#### What to do
Copy out the records below word for word, everything from the line containing "Query: decorative pillow with text" down to the line containing "Query: table lamp", with both of those lines included.

#### Records
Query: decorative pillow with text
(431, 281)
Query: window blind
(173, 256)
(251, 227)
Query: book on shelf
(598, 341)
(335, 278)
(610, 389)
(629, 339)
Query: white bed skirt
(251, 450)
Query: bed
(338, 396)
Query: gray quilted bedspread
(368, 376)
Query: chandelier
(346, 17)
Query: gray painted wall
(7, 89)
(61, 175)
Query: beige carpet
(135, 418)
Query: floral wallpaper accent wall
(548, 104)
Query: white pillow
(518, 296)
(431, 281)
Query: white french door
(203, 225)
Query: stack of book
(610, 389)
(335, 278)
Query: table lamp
* * *
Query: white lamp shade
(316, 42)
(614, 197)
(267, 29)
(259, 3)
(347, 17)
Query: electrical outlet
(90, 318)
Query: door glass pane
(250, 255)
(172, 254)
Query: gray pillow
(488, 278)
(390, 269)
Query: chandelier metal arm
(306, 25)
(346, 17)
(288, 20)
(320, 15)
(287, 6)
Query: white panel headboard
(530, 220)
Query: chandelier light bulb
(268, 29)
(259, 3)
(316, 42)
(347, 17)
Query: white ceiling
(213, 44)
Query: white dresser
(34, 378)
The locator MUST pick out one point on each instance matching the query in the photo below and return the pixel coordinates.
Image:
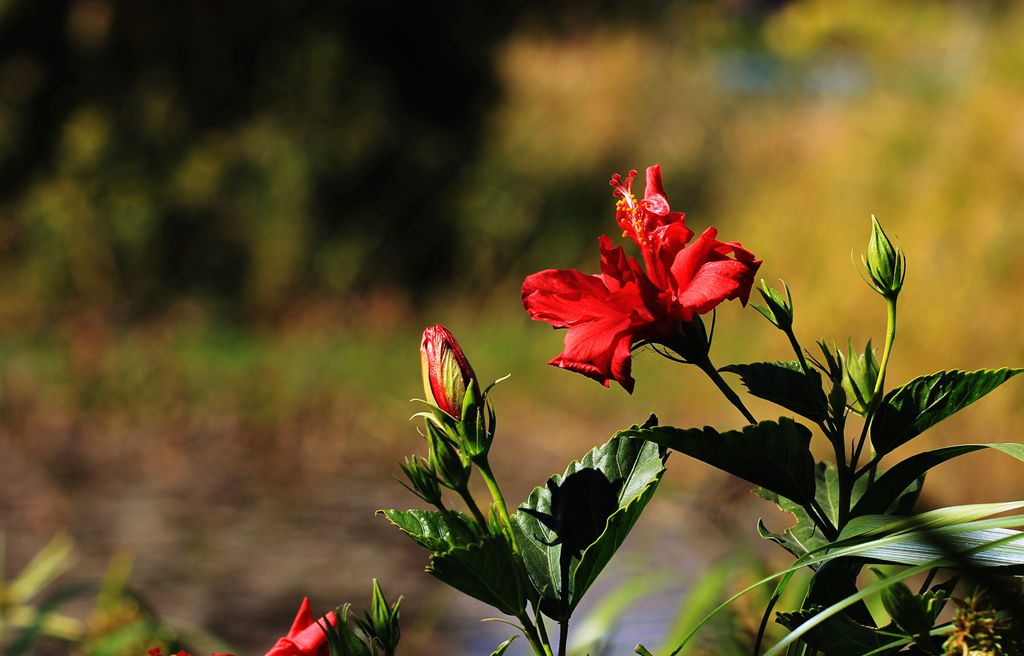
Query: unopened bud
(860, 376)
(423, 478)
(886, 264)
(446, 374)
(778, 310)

#### Expected output
Query: decorative pillow with text
(431, 281)
Query: window blind
(173, 256)
(251, 227)
Query: book on shelf
(598, 341)
(335, 278)
(610, 389)
(629, 339)
Query: white bed skirt
(251, 450)
Query: bed
(338, 396)
Query: gray quilted bedspread
(368, 376)
Query: chandelier
(346, 17)
Query: gray painted wall
(7, 89)
(61, 175)
Query: beige carpet
(135, 418)
Query: floral wallpaper accent wall
(548, 104)
Query: white pillow
(518, 296)
(431, 281)
Query: white french door
(203, 225)
Query: stack of book
(610, 389)
(335, 278)
Query: table lamp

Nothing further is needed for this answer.